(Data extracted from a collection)
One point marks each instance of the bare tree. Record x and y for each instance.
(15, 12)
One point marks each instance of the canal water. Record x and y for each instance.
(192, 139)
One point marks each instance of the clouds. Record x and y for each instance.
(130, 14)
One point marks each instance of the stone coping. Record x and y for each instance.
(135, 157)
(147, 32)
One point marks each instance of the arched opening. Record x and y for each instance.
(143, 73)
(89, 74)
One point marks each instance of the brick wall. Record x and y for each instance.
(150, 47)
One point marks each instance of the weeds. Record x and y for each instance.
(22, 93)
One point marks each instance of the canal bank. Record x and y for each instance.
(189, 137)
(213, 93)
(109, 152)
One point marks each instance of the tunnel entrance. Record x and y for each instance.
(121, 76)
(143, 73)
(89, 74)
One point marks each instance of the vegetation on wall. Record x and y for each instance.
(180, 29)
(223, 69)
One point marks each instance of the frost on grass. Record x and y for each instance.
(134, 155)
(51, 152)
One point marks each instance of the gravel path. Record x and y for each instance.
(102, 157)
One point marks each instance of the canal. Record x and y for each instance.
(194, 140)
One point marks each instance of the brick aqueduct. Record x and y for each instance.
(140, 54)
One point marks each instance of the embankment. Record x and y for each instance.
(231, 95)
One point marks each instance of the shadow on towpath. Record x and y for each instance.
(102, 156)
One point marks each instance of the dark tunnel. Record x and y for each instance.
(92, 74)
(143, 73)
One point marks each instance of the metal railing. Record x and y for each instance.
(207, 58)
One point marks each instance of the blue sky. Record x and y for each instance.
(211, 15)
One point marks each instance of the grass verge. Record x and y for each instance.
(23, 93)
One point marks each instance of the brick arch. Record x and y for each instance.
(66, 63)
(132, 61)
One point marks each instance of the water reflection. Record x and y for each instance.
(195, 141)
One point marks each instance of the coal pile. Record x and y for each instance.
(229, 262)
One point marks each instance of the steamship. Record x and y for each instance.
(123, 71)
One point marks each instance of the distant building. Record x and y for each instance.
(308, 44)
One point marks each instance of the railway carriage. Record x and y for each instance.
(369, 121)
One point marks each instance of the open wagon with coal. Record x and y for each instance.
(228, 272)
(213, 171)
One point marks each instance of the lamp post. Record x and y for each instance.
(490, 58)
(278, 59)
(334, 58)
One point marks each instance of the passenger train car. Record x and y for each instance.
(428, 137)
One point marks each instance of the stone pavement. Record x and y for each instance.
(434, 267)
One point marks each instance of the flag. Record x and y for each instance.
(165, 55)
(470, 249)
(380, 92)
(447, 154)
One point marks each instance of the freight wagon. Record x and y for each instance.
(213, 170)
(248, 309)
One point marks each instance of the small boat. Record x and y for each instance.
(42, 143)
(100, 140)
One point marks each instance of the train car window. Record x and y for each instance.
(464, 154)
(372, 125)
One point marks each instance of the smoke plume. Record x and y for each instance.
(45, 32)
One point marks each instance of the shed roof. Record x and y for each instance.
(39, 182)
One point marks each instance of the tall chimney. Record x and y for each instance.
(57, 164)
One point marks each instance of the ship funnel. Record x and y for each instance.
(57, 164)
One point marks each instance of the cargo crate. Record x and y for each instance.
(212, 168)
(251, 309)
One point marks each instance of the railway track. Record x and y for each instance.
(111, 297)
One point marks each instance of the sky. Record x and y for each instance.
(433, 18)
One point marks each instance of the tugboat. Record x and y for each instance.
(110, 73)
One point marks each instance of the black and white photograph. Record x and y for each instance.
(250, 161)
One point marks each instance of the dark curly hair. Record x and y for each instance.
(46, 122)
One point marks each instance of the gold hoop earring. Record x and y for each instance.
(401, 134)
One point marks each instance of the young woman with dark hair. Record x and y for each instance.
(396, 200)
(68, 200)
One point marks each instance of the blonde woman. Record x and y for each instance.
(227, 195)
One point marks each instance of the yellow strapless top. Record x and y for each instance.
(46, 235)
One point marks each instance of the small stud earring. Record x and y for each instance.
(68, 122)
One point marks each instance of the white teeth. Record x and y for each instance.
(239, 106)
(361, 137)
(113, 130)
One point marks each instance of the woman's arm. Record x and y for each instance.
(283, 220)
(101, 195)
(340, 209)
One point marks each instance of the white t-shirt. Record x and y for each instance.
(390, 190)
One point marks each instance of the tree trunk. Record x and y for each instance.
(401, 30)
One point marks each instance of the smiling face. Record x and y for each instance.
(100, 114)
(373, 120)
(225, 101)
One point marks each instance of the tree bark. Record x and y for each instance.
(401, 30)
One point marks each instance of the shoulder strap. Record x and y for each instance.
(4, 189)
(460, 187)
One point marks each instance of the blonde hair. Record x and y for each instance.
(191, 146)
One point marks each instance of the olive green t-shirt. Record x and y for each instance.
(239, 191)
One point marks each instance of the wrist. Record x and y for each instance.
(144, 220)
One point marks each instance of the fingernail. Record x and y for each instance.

- _What is needed_
Return all of the entries exactly as written.

- _Answer to the task_
One point marks each instance of the bare tree. Record x and y for each instance.
(15, 12)
One point marks each instance of the canal water. Record x and y for each instance.
(192, 139)
One point marks each instance of the clouds. Record x and y for each instance.
(130, 14)
One point marks each instance of the stone coping. Record x and y for each instance.
(135, 157)
(147, 32)
One point marks each instance of the arched opening. Record x and y for each instance.
(143, 73)
(89, 74)
One point marks each instance of the brick wall. Record x and y for each instance.
(150, 47)
One point marks each instance of the weeds. Record x and y for each instance.
(22, 93)
One point marks each instance of the canal bank. Record x and y for each instance.
(189, 137)
(213, 93)
(109, 152)
One point marks each instance of the tunnel entrance. Record x and y for each instance.
(121, 76)
(143, 73)
(89, 74)
One point marks each instance of the vegetation on wall. Record x and y for each instance.
(180, 29)
(223, 69)
One point marks each instance of the frost on grass. Record x and y for each instance.
(134, 155)
(51, 152)
One point marks each instance of the gravel path. Record x and y for each instance.
(102, 157)
One point marks each instance of the canal. Record x and y for each instance.
(194, 140)
One point marks each instance of the brick aqueduct. Record x and y for each instance.
(140, 54)
One point marks each instance of the embankment. Record x and y for each instance.
(231, 95)
One point marks each instance of the shadow on towpath. Record x and y for each instance.
(102, 156)
One point marks each instance of the dark tunnel. Record x and y for each instance.
(92, 74)
(143, 73)
One point marks each instance of the metal railing. Record x and y for each instance.
(207, 58)
One point marks each instance of the blue sky. Record x and y for each instance.
(211, 15)
One point marks each instance of the grass verge. Record x and y for each instance.
(23, 93)
One point marks each instance of the brick arch. Record x and y for each instance.
(66, 63)
(132, 61)
One point marks each instance of the water reflection. Record x and y for each instance.
(195, 141)
One point marks each instance of the coal pile. Record x and y for each instance.
(229, 262)
One point marks each instance of the steamship. Record x and y for each instance.
(123, 71)
One point marks each instance of the distant building. Record x and y for each instance.
(308, 44)
One point marks each instance of the railway carriage. Record x and y for each instance.
(369, 121)
One point marks each instance of the open wagon with coal. Record x and y for each instance.
(228, 272)
(213, 171)
One point marks each instance of the lamp post. Record x and y for each instance.
(490, 58)
(278, 59)
(334, 58)
One point marks each instance of the passenger train car. Record x and y for each instance.
(428, 137)
One point marks each instance of the stone pavement. Record x and y for each instance.
(434, 267)
One point marks each instance of the flag. Record x and y for each instance.
(165, 55)
(470, 249)
(380, 92)
(447, 154)
One point marks each instance of the freight wagon. Record x and y for each instance.
(213, 170)
(248, 309)
One point marks each instance of the small boat. Record x and y for each instance.
(42, 143)
(100, 140)
One point marks each instance of the train car window. Record x and y for each instance.
(464, 154)
(372, 125)
One point marks each instance of the smoke plume. Record x and y for each instance.
(45, 32)
One point marks each instance of the shed roof. Record x and y for each instance.
(39, 182)
One point marks each instance of the tall chimney. Record x and y for each instance.
(57, 164)
One point marks each instance of the ship funnel. Record x and y for each instance.
(57, 164)
One point marks each instance of the cargo crate. Record x and y for each instance.
(212, 168)
(251, 309)
One point marks each instance of the railway track. Record x and y for each instance.
(111, 297)
One point marks each instance of the sky. Record x and y for each instance.
(433, 18)
One point marks each instance of the tugboat. Record x and y for each instance.
(110, 73)
One point marks each instance of the black and white photograph. Record x and y for each instance.
(250, 161)
One point marks each instance of the dark curly hair. Record x and y for each instance.
(46, 122)
One point marks each instance of the gold hoop earring. Record x and y for each instance.
(401, 134)
One point marks each instance of the young woman with dark hair. Record x and y for each instance.
(396, 200)
(68, 200)
One point marks each instance of the blonde woman. Record x and y for each instance.
(227, 195)
One point marks each instance of the yellow strapless top. Record x and y for each instance.
(46, 235)
One point marks each instance of the small stud earring. Record x and y for each instance.
(68, 122)
One point marks each instance of the white teeth. Record x and y for each instance.
(239, 106)
(361, 137)
(113, 130)
One point marks each instance of the woman's arm. Record x and y for each instance.
(283, 220)
(101, 195)
(340, 209)
One point marks each instance of the white t-shirt. Record x and y for each instance.
(390, 190)
One point marks each instance of the tree trunk. Record x and y for each instance.
(401, 30)
One point marks each instance of the smiling face. Record x and y for each instance.
(100, 114)
(373, 120)
(225, 101)
One point marks each instance of the tree bark. Record x and y for each instance.
(401, 30)
One point marks each instance of the shoulder strap. Record x and y for each instance.
(4, 189)
(460, 187)
One point marks each instance of the blonde hair. Record x and y for each instance.
(191, 146)
One point marks each instance of the olive green t-shirt. Record x and y for each instance.
(239, 191)
One point marks each instance of the wrist. Record x and y for each instance.
(144, 220)
One point marks each instance of the fingernail. Record x and y for each instance.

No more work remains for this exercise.